[Boundary labeling items]
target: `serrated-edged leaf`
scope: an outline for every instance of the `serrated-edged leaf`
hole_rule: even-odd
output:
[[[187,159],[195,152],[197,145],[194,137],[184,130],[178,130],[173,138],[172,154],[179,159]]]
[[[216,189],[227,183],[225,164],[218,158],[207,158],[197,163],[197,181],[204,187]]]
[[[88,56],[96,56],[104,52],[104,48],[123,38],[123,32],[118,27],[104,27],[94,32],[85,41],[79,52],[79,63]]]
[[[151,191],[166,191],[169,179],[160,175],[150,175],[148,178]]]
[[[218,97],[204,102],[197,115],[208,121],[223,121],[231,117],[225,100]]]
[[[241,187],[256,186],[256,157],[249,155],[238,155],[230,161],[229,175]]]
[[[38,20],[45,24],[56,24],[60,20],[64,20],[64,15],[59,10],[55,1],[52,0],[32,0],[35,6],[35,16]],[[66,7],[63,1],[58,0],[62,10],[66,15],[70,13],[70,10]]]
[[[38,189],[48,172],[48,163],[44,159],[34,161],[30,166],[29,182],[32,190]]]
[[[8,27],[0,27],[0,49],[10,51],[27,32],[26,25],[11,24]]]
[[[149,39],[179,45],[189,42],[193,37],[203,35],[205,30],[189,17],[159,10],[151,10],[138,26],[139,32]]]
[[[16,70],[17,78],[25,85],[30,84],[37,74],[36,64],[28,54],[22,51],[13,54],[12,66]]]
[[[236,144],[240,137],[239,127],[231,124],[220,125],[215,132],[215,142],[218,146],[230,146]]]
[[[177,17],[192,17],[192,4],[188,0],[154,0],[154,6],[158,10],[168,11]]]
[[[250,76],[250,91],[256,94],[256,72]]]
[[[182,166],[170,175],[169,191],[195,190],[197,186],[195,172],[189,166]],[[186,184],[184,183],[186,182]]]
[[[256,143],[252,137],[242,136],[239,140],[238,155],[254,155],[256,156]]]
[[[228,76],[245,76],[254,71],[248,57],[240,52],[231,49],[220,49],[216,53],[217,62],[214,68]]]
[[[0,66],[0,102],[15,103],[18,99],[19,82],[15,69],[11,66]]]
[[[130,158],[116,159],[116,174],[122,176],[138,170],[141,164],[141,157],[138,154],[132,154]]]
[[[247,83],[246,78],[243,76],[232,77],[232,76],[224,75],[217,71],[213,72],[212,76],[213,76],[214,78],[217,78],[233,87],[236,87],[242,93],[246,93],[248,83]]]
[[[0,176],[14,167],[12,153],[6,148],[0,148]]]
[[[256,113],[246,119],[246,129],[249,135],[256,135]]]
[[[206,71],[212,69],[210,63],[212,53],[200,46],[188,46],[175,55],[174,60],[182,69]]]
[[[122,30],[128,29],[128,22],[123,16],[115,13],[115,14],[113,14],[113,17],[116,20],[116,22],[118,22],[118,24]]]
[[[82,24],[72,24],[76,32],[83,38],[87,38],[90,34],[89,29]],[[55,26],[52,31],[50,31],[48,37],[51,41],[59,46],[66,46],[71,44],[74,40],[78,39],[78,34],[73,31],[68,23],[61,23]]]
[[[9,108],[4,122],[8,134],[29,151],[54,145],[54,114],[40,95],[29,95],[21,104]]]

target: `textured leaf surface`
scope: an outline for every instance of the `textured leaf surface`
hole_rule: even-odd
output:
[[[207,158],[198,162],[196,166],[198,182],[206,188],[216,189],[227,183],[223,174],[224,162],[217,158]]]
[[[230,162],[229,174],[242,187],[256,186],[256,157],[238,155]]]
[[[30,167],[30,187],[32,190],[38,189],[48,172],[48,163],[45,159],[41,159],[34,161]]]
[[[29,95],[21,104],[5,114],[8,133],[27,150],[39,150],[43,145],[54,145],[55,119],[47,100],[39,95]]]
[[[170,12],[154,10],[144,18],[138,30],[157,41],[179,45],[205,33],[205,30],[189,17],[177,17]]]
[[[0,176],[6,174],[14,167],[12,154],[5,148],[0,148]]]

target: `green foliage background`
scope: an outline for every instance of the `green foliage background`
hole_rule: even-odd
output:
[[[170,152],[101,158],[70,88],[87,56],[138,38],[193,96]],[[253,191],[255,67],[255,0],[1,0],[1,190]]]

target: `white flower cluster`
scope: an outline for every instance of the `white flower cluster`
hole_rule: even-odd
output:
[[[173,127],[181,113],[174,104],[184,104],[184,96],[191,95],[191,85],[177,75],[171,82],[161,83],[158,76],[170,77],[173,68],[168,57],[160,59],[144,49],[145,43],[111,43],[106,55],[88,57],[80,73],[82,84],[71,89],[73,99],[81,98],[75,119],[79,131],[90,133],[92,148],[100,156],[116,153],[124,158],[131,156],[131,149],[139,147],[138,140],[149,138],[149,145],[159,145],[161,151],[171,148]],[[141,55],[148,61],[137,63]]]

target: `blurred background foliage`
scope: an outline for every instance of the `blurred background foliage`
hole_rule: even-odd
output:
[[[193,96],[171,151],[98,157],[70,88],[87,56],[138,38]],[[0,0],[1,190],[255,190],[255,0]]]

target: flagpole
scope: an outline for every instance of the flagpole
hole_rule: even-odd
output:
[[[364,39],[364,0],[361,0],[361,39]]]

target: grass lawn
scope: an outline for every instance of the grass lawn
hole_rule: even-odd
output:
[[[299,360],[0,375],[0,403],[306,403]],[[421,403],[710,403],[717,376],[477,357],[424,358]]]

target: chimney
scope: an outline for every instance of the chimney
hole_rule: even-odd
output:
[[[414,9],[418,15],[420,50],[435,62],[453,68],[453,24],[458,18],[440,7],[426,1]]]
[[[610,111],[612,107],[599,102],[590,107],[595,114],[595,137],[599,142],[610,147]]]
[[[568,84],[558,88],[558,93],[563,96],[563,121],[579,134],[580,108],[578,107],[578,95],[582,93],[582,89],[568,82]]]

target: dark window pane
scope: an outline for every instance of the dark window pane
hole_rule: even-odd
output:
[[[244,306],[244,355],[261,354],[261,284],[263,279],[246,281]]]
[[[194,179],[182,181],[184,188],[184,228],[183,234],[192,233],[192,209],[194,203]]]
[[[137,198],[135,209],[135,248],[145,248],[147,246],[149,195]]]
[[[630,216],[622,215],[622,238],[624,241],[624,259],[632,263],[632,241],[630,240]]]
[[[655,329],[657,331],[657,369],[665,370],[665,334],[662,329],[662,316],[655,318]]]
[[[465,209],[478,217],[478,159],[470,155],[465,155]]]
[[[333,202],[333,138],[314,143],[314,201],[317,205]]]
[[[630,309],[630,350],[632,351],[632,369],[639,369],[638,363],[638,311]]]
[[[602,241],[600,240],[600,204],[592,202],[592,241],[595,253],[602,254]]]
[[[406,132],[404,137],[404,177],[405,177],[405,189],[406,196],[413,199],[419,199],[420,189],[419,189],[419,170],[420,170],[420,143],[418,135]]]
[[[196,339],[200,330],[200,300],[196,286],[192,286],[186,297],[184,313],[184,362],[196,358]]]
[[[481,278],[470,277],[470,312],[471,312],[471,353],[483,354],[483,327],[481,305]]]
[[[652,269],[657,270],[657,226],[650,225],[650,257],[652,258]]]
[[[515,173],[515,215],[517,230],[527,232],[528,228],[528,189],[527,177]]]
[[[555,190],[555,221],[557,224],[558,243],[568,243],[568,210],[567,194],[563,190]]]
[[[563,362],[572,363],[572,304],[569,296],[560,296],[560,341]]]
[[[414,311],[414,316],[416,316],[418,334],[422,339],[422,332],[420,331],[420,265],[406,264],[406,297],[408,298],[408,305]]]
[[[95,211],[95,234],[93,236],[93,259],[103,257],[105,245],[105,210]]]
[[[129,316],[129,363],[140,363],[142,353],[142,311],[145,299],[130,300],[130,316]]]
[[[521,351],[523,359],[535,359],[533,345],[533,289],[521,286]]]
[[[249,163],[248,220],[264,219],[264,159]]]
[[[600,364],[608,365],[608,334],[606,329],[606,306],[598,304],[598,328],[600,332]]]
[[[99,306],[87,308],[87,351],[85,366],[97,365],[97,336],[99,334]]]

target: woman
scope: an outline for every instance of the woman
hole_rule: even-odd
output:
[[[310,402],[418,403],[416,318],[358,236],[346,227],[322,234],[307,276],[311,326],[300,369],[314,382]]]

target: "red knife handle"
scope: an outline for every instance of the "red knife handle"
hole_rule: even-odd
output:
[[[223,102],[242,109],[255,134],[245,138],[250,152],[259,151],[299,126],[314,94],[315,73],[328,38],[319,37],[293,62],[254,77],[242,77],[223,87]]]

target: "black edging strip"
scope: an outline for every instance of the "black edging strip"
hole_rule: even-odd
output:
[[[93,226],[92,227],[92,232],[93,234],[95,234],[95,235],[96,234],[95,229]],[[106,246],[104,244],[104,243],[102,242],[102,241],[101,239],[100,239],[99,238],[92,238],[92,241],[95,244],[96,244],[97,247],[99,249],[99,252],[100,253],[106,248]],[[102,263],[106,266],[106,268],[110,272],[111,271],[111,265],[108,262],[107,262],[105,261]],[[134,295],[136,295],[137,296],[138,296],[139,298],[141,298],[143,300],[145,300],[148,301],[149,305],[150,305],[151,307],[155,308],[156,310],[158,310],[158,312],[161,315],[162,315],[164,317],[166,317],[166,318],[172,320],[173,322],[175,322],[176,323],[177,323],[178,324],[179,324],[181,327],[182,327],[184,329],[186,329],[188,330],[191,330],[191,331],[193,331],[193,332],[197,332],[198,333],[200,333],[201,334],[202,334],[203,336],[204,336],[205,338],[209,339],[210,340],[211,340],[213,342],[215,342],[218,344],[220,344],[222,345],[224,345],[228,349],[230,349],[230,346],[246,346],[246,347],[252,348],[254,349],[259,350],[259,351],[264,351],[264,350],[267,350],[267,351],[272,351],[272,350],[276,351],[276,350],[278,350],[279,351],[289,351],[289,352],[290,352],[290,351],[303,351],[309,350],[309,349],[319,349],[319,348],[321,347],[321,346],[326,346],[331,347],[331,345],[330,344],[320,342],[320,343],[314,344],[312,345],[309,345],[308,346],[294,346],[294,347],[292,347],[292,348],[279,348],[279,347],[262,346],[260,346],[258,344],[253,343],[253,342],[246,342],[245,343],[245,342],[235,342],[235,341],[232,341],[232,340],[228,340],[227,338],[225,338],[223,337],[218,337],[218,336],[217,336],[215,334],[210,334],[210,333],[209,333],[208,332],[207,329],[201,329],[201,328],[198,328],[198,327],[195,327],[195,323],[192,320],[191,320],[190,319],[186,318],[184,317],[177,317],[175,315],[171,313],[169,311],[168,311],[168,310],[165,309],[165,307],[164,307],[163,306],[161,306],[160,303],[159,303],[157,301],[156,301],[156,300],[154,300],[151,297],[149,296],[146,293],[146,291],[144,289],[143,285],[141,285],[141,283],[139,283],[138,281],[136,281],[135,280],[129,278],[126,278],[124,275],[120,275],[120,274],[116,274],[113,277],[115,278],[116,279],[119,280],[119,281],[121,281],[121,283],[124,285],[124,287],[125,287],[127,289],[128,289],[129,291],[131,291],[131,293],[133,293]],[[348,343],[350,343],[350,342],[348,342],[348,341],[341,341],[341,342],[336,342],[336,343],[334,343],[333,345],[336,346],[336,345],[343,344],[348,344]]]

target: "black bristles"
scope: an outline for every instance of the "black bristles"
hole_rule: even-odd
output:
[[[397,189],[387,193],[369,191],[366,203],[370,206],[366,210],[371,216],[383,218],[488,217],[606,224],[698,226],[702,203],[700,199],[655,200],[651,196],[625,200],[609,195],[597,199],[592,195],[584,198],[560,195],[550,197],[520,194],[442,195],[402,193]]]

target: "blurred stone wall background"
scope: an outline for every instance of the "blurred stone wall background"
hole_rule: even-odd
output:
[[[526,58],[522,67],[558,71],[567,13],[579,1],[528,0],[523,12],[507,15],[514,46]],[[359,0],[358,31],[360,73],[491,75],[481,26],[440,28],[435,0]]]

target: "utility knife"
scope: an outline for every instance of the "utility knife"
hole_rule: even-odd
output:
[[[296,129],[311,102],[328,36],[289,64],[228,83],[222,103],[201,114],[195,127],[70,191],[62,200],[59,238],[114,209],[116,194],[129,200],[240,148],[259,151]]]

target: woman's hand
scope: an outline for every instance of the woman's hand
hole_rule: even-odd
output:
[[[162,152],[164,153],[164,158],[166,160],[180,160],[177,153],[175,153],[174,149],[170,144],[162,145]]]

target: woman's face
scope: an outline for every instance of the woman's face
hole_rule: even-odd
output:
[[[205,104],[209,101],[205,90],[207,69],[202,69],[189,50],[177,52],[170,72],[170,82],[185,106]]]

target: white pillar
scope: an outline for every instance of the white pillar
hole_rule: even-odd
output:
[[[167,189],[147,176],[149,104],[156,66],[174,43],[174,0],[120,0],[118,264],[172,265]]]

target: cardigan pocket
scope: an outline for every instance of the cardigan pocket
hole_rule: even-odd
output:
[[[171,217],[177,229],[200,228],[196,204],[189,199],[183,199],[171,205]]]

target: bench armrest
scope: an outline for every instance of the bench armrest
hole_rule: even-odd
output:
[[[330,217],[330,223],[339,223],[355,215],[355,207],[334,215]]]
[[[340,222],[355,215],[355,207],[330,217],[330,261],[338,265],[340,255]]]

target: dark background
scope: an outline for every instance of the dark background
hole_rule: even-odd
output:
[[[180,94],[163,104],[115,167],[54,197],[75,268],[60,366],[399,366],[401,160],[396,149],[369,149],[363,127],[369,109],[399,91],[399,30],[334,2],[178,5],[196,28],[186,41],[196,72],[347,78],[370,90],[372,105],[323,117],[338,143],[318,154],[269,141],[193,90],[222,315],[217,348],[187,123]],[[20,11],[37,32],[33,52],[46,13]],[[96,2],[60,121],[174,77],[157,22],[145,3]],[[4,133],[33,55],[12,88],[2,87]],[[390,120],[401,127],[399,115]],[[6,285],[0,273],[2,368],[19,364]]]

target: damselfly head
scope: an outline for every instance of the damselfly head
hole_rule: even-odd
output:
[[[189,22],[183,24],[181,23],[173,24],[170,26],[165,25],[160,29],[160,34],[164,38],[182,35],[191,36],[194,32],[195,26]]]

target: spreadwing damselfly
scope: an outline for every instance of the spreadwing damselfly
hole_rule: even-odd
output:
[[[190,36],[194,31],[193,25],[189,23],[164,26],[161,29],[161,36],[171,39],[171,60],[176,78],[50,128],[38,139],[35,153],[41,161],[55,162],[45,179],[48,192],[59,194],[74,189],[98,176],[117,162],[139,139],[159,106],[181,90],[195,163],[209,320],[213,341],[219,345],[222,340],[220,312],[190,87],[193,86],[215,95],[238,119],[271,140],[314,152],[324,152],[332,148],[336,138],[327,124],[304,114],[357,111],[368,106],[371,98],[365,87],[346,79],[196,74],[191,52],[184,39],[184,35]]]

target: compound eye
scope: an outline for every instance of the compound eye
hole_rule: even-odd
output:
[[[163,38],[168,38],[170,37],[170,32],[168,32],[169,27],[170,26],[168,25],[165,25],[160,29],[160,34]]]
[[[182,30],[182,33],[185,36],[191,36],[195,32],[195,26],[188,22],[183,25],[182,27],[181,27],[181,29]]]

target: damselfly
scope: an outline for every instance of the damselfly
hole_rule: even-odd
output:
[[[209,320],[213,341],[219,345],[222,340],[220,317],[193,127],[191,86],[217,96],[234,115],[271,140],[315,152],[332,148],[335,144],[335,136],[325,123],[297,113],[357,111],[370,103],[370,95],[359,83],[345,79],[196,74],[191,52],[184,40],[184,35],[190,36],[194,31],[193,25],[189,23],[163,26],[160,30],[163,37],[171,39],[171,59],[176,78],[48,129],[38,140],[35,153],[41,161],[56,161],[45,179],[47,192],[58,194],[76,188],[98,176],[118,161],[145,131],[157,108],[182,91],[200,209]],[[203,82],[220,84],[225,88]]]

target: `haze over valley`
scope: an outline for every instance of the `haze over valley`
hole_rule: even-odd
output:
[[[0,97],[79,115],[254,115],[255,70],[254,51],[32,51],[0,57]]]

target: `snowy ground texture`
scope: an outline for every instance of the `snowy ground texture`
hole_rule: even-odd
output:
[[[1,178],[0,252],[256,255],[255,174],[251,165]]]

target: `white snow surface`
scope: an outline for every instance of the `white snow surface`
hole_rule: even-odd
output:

• **TASK OBJECTIVE**
Return exactly, and only, the line containing "target: compound eye" and every line after it through the end of the material.

• **SOLUTION TO THIS PROBLEM**
target: compound eye
scope: an outline for every instance of the compound eye
hole_rule: even-odd
output:
[[[163,38],[168,38],[170,37],[170,32],[168,32],[169,27],[170,26],[168,25],[165,25],[160,29],[160,34]]]
[[[182,30],[182,33],[185,36],[191,36],[195,32],[195,26],[188,22],[183,25],[182,27],[181,27],[181,29]]]

target: damselfly
scope: an outline for every instance of the damselfly
hole_rule: even-odd
output:
[[[209,320],[213,341],[219,345],[222,340],[220,317],[193,127],[191,86],[217,96],[234,115],[271,140],[315,152],[332,148],[335,144],[335,136],[325,123],[297,113],[357,111],[370,103],[370,95],[359,83],[345,79],[196,74],[191,52],[184,40],[184,35],[190,36],[194,31],[193,25],[189,23],[163,26],[160,30],[163,37],[171,39],[171,59],[176,78],[48,129],[38,140],[35,153],[41,161],[56,161],[45,179],[47,192],[58,194],[76,188],[98,176],[118,161],[145,131],[157,108],[182,91],[200,209]],[[203,82],[220,84],[225,88]]]

target: `haze over valley`
scope: an outline for every instance of the `haze over valley`
hole_rule: even-odd
output:
[[[0,97],[79,115],[254,115],[255,70],[254,51],[32,51],[0,57]]]

target: `snowy ground texture`
scope: an outline for every instance of the `snowy ground texture`
hole_rule: even-odd
output:
[[[1,178],[0,252],[256,255],[255,174],[251,165]]]

target: `white snow surface`
scope: an outline for every instance of the `white snow surface`
hole_rule: even-odd
output:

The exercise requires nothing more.